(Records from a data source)

=== Begin Enclosure ===

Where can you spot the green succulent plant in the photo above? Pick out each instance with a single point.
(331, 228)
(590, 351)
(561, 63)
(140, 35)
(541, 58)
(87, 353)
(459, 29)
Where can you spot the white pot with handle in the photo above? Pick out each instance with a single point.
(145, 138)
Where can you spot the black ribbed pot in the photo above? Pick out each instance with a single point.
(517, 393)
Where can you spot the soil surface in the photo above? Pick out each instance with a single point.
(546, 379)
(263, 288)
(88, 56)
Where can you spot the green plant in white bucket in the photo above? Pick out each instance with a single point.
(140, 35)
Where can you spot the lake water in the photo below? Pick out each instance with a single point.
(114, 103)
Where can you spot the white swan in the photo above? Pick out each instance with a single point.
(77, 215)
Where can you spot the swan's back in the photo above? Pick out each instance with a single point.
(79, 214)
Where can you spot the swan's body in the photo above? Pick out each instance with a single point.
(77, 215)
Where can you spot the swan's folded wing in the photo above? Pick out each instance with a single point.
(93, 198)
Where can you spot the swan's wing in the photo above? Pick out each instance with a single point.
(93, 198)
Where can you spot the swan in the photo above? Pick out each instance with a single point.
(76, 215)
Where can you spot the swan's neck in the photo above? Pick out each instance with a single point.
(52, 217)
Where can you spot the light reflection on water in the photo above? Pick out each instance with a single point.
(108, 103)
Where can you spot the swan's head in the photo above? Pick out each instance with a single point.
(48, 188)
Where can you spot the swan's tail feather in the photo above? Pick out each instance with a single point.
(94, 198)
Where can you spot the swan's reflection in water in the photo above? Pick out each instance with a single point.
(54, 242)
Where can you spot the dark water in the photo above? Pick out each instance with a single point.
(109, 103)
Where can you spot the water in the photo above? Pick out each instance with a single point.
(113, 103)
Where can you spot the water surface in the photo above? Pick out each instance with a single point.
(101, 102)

=== End Enclosure ===

* [Task prompt] Print the records again in full, exactly as they appear above.

* [Answer]
Where can you spot the green succulent plant in the photo above? Pick out each instance with a single point.
(331, 228)
(590, 351)
(561, 63)
(140, 35)
(541, 58)
(87, 353)
(459, 29)
Where can you spot the white pot with handle in the photo above? Pick out each instance with a single point.
(145, 138)
Where can you spot the black ribbed pot in the photo above? Pick out each instance with a single point.
(517, 393)
Where can you spot the soil surface in the photo above? Pick out each instance with a single point.
(546, 379)
(263, 288)
(88, 56)
Where can you spot the green plant in white bucket in the photo above? Pick out each instance with a single point.
(140, 35)
Where can you spot the lake water in the photo below? Pick out each instance with a single point.
(114, 103)
Where can you spot the white swan in the photo above? Pick out each instance with a single point.
(77, 215)
Where can you spot the swan's back in the photo above? Pick out each instance with a single point.
(79, 214)
Where can you spot the swan's body in the photo above? Pick out each instance with a single point.
(77, 215)
Where can you spot the swan's folded wing in the photo above? Pick out each instance with a single point.
(93, 198)
Where can you spot the swan's wing in the photo above? Pick out each instance with a single point.
(93, 198)
Where can you spot the swan in the photo above? Pick out each instance with a single point.
(76, 215)
Where can you spot the swan's neck in the photo above? Pick out each instance with a single point.
(52, 217)
Where can you spot the light reflection on water in the photo above? Pick out each instance with a single point.
(108, 103)
Where can you spot the swan's head in the photo above? Pick out each instance with a single point.
(48, 188)
Where can you spot the swan's tail feather in the photo above? Pick out each instance with a single point.
(94, 198)
Where can you spot the swan's reflection in water in the photo above? Pick out each instance with a single point.
(54, 242)
Where can you spot the dark water in the photo above? Pick out each instance with a single point.
(109, 103)
Where can you spot the water in the photo above? Pick out each instance with a single point.
(113, 103)
Where can you spot the water surface in the photo above? Pick out each instance with a single point.
(101, 102)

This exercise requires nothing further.